» **GOAL**:
Please extract every line from the one holding "of the pink" through the one holding "x=204, y=46", both included, and copy them without any change.

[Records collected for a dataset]
****************************************

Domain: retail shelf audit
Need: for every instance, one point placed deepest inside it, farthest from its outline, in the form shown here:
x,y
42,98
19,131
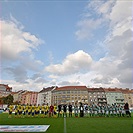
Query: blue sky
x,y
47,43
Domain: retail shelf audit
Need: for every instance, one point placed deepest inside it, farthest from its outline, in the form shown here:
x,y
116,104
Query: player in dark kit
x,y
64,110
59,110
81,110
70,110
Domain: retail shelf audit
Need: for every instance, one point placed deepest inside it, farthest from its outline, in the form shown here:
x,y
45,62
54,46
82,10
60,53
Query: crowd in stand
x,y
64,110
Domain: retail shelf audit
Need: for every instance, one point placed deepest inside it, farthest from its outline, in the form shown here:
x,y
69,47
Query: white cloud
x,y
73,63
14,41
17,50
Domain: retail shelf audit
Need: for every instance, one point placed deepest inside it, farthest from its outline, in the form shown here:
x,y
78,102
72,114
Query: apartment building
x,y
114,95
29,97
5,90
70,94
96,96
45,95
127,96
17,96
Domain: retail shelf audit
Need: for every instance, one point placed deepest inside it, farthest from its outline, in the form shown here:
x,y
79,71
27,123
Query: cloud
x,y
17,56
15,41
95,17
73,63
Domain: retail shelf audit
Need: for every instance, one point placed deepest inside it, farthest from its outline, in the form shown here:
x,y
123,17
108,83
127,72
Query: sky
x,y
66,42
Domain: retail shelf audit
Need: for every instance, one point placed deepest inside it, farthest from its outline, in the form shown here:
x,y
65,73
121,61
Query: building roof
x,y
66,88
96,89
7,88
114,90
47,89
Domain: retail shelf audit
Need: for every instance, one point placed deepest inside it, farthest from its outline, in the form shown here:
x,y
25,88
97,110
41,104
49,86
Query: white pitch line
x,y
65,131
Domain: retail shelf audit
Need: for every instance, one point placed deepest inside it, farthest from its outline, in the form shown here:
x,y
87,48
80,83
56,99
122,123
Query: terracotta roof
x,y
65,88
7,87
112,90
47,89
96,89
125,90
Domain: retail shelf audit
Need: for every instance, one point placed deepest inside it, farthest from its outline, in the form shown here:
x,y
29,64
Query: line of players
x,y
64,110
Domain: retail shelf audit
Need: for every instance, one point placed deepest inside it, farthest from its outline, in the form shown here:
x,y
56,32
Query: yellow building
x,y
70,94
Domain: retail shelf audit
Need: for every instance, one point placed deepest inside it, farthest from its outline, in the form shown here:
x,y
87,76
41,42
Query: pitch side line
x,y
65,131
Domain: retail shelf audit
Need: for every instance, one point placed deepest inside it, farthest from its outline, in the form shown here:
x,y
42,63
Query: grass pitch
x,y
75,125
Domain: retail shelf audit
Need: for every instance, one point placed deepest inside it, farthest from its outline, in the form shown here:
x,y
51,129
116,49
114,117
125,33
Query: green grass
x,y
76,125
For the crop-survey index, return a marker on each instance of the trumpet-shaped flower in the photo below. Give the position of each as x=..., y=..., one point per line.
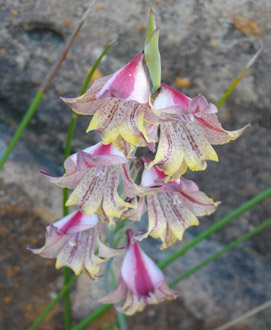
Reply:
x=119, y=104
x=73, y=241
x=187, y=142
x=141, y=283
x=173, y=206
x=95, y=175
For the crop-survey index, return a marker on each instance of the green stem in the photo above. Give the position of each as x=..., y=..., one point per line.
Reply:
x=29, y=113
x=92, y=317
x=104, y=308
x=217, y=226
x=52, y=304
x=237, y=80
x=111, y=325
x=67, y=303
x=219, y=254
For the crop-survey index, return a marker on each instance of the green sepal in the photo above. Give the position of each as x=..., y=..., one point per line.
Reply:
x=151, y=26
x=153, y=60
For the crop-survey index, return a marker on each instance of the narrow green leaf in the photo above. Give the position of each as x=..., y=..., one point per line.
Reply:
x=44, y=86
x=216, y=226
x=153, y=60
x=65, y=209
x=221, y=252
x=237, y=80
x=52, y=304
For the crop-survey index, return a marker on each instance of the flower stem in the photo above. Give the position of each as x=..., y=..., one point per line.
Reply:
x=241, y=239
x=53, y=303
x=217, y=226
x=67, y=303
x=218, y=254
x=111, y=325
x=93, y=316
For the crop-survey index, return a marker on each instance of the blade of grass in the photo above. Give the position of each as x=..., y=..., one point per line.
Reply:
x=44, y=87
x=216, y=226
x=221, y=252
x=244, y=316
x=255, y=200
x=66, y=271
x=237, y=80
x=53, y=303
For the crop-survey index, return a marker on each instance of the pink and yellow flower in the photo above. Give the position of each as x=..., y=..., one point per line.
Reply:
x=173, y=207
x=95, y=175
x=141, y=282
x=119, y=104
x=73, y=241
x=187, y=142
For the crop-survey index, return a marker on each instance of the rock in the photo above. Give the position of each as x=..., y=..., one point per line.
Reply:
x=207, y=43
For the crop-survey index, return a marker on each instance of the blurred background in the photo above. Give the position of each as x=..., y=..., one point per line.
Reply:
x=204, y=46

****************************************

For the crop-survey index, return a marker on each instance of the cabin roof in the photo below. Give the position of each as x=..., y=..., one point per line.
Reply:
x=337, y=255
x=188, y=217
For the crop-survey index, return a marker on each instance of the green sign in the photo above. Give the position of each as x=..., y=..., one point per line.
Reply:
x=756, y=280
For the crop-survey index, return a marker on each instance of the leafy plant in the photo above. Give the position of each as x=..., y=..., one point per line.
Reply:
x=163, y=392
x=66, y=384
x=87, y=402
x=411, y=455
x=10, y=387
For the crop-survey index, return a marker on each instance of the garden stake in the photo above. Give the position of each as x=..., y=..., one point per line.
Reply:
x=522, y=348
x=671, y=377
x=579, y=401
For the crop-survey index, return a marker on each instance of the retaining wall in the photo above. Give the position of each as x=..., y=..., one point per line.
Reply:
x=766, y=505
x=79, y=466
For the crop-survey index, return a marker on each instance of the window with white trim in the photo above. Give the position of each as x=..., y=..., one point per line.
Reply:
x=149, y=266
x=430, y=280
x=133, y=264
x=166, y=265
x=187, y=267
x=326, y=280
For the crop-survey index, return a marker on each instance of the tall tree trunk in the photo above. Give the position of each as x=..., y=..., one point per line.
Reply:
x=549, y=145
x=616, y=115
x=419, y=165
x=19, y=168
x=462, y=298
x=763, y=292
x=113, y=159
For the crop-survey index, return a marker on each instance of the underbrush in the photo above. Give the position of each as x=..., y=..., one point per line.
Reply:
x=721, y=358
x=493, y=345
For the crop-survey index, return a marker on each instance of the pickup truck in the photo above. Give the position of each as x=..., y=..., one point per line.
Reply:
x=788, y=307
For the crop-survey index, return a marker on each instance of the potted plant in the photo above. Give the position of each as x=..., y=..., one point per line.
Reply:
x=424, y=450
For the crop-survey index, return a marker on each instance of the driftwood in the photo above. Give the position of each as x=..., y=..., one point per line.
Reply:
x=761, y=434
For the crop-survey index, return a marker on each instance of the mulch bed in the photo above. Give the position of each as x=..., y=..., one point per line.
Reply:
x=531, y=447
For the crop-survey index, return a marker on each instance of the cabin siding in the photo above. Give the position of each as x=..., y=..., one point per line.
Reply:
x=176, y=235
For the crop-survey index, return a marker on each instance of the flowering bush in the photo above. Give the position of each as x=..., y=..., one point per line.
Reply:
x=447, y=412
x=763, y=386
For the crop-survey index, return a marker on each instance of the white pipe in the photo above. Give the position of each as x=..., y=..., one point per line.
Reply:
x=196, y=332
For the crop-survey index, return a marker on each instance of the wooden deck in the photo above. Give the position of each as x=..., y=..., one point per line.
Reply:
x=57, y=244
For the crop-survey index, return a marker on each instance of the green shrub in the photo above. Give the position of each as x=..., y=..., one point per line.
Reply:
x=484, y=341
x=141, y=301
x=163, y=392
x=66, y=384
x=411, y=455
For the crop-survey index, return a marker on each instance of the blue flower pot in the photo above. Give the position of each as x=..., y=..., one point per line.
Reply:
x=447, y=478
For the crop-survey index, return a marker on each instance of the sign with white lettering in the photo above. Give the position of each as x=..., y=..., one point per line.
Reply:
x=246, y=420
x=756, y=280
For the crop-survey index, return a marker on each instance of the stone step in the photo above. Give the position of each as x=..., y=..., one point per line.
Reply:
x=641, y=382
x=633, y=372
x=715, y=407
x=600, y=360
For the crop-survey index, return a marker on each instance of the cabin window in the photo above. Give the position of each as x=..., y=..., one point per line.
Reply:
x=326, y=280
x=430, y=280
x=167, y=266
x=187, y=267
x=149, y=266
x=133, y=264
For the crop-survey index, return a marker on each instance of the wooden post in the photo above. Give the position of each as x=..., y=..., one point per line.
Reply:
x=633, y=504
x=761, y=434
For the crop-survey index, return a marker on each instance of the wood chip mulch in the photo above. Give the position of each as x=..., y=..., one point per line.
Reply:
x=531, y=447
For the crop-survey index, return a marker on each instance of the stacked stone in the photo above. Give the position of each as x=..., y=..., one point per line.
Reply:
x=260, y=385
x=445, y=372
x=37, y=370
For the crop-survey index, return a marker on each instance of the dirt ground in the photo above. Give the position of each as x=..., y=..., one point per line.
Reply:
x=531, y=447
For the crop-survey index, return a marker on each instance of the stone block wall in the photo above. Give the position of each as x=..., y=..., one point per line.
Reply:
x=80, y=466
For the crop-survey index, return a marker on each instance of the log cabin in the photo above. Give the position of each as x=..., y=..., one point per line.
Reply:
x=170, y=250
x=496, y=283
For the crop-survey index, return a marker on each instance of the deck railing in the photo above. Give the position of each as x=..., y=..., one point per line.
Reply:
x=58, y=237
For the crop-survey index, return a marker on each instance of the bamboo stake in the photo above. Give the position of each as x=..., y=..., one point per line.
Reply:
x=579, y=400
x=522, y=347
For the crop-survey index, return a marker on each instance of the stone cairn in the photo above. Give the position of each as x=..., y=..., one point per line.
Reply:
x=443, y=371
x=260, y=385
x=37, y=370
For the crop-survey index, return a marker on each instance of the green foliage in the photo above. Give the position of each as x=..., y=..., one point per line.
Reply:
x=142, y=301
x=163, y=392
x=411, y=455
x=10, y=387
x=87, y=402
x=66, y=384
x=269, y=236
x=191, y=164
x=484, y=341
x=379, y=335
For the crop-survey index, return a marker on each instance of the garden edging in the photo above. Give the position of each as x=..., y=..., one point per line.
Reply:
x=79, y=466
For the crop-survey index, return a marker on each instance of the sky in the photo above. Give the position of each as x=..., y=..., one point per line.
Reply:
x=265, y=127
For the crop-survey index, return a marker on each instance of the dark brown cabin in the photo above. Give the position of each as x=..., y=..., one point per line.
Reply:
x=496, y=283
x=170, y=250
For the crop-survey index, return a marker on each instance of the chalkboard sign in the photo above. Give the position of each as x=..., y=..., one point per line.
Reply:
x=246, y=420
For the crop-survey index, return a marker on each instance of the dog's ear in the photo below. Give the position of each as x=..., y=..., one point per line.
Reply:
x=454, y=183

****************************************

» **TASK SOLUTION**:
For the crop-survey index, return a marker on each instance of the pink and yellow flower in the photo above. Give the position of each as x=..., y=..., one point per line.
Reply:
x=173, y=207
x=95, y=175
x=141, y=282
x=119, y=104
x=73, y=241
x=187, y=142
For the crop-survey index, return a marker on each instance of the rock in the photo above. Give the position of each as x=..., y=..., one point per line.
Reply:
x=207, y=43
For the crop-survey index, return a marker on each instance of the blurred background in the photo above. Give the position of each as x=..., y=..., one point per line.
Reply:
x=204, y=46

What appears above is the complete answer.